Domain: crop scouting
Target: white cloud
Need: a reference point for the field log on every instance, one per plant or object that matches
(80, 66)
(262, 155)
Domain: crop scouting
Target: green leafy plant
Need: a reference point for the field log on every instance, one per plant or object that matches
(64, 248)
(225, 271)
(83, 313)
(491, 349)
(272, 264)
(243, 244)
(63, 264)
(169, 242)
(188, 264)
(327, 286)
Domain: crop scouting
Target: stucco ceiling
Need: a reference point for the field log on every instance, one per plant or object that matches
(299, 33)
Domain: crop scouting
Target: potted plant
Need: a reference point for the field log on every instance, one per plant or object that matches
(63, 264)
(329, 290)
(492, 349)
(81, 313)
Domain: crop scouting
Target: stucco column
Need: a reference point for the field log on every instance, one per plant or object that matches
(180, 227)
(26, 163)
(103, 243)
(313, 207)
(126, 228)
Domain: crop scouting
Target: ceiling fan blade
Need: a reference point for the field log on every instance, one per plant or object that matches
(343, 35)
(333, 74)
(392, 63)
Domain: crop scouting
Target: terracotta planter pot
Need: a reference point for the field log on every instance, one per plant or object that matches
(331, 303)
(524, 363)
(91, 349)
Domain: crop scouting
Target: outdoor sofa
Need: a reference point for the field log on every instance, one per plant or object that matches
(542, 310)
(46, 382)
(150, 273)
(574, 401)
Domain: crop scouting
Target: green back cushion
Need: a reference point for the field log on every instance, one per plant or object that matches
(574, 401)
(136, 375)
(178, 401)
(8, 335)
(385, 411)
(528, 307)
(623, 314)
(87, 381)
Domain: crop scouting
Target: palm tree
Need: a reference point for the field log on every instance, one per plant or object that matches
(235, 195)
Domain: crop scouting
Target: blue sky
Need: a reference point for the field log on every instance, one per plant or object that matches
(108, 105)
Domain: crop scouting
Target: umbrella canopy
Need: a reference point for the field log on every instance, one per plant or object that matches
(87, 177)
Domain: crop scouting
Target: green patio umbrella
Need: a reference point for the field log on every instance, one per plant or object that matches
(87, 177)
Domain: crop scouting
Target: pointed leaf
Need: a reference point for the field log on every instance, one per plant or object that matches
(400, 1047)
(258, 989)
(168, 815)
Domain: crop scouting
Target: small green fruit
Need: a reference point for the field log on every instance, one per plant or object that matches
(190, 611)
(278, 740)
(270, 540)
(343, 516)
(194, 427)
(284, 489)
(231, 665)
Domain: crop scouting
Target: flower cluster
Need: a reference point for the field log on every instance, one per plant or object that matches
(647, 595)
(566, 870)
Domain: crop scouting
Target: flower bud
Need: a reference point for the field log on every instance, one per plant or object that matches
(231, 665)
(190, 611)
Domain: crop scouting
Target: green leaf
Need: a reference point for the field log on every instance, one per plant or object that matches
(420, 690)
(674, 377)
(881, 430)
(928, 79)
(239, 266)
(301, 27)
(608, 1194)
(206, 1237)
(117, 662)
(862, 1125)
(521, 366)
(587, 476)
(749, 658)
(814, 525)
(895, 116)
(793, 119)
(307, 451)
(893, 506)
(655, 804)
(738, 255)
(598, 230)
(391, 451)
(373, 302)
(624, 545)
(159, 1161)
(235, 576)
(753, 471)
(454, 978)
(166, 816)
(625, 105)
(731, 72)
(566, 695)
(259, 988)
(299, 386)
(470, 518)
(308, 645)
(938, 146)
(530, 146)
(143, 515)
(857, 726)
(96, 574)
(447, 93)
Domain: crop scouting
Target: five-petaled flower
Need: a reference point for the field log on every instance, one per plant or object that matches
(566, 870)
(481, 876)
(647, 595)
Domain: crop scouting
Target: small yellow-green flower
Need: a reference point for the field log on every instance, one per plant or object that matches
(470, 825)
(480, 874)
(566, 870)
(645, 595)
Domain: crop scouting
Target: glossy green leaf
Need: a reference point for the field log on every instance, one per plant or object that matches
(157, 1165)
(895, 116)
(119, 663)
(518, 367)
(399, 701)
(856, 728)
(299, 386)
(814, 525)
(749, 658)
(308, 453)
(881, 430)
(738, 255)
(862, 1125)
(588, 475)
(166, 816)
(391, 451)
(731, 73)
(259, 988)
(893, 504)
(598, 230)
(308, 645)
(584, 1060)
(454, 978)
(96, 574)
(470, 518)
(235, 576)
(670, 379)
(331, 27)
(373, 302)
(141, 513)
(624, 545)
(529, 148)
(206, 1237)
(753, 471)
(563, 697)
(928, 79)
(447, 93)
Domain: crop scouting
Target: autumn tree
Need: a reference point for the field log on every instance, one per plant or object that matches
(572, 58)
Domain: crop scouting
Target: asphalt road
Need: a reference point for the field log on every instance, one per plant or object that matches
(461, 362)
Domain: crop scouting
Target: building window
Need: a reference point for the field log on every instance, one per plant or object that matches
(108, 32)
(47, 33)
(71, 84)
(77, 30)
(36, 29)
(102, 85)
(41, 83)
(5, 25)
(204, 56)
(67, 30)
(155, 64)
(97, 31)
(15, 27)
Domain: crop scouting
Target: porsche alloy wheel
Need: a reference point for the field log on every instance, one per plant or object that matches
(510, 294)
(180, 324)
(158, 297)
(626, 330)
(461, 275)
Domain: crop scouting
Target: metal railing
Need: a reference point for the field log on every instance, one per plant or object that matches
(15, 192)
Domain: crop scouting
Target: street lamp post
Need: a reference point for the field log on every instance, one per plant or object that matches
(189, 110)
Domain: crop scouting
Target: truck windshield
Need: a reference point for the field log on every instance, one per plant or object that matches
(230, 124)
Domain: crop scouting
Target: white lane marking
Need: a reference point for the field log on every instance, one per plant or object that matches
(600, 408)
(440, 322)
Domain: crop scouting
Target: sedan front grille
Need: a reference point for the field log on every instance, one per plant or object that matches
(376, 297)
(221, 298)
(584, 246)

Work required>
Using the records above, work out how many lines hold the string "flower"; answer with that number alone.

Task response>
4